Your goal — Work out how many lines of this material hold the word "Give". Write only that number.

Records supplied —
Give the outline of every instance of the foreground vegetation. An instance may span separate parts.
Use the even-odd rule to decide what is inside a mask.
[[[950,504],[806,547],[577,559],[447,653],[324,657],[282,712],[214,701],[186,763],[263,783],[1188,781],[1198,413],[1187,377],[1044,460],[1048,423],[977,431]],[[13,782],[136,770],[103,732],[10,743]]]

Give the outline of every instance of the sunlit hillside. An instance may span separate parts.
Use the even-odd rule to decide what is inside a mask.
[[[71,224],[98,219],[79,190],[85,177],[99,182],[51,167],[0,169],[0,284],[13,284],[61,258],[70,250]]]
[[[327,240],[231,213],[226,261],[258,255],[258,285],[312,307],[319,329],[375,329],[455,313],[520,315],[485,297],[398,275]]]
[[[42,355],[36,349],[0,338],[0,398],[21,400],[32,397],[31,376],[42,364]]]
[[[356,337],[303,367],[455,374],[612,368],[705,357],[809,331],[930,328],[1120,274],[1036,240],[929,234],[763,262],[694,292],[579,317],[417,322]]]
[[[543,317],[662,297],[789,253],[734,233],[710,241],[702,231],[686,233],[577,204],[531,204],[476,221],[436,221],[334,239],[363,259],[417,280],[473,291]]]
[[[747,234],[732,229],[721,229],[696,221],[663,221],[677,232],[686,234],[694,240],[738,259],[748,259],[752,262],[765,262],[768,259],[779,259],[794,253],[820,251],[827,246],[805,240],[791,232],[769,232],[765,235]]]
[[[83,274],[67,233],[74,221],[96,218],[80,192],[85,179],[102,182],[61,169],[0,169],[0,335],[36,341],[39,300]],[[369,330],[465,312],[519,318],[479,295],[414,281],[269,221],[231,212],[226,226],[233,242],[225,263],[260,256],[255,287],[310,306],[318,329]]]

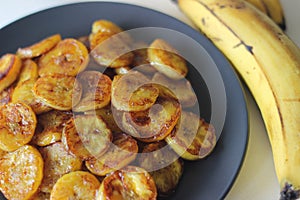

Answer area — 2